RECORDS:
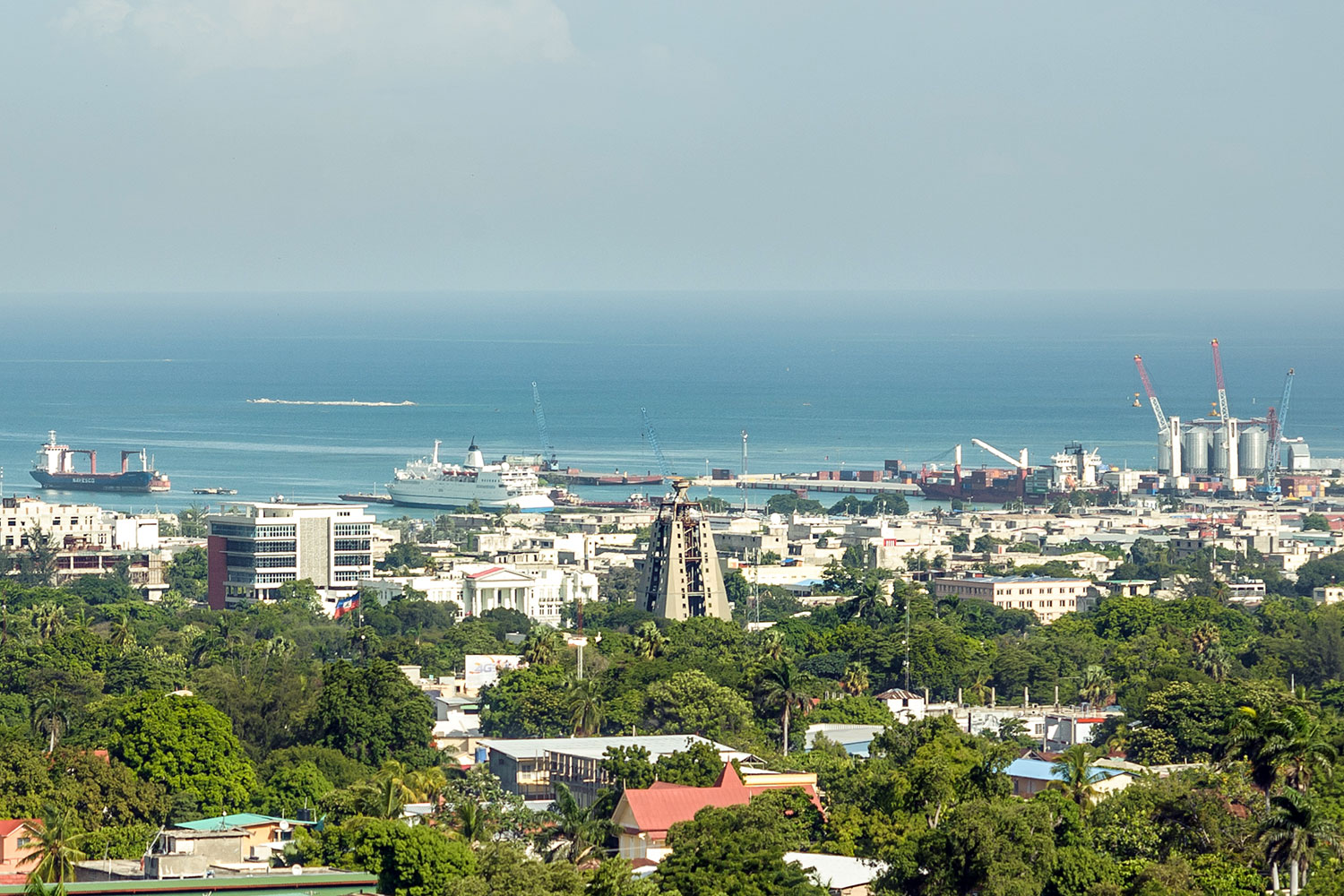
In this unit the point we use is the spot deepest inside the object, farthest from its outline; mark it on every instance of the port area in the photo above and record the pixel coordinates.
(588, 477)
(782, 482)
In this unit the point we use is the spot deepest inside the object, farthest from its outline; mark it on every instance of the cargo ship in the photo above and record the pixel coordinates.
(429, 482)
(1070, 470)
(56, 469)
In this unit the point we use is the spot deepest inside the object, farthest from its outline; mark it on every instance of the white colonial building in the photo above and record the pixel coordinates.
(538, 592)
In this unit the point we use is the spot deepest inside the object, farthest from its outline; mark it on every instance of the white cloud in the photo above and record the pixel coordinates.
(282, 34)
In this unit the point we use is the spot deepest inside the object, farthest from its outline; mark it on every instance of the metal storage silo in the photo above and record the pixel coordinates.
(1195, 445)
(1254, 449)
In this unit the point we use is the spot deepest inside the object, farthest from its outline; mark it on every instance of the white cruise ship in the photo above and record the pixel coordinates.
(496, 487)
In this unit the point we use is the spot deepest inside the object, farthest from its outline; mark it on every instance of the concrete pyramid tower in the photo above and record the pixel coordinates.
(682, 576)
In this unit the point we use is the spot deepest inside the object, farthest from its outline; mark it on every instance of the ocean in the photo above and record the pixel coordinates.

TASK:
Print the data above line for line, starting at its beginning and going on through the line that contains "(1254, 449)", with that line included. Leave the pictures out.

EXERCISE RESULT:
In this unit the point we use is the spot deepest inside the object, farthest from its outline; mark it on every instance of the port area in the photo above and record the pixel coordinates.
(588, 477)
(782, 482)
In this unit the point we use is the spot deepest inside the object, farthest from its outline; mark it on every instance of the cargo ship in the photo above and record the pixel coordinates.
(429, 482)
(1070, 470)
(56, 469)
In this unit the point we use is the spot deepest inside the object, farthest from its outline; mark it on every instance of the white colonial building in the photo above and record the pixel coordinates.
(538, 592)
In this unit the point we use is the spot deepest inside the object, farthest from its outline; mark it on every instance of the white cloud in the photo above and record the pixel coordinates.
(282, 34)
In this unit the point we use is the spot deepest inside the object, farthest from its outline; mark it on every instance of the metal storage silo in the photo above and record the pixel coordinates.
(1195, 445)
(1254, 449)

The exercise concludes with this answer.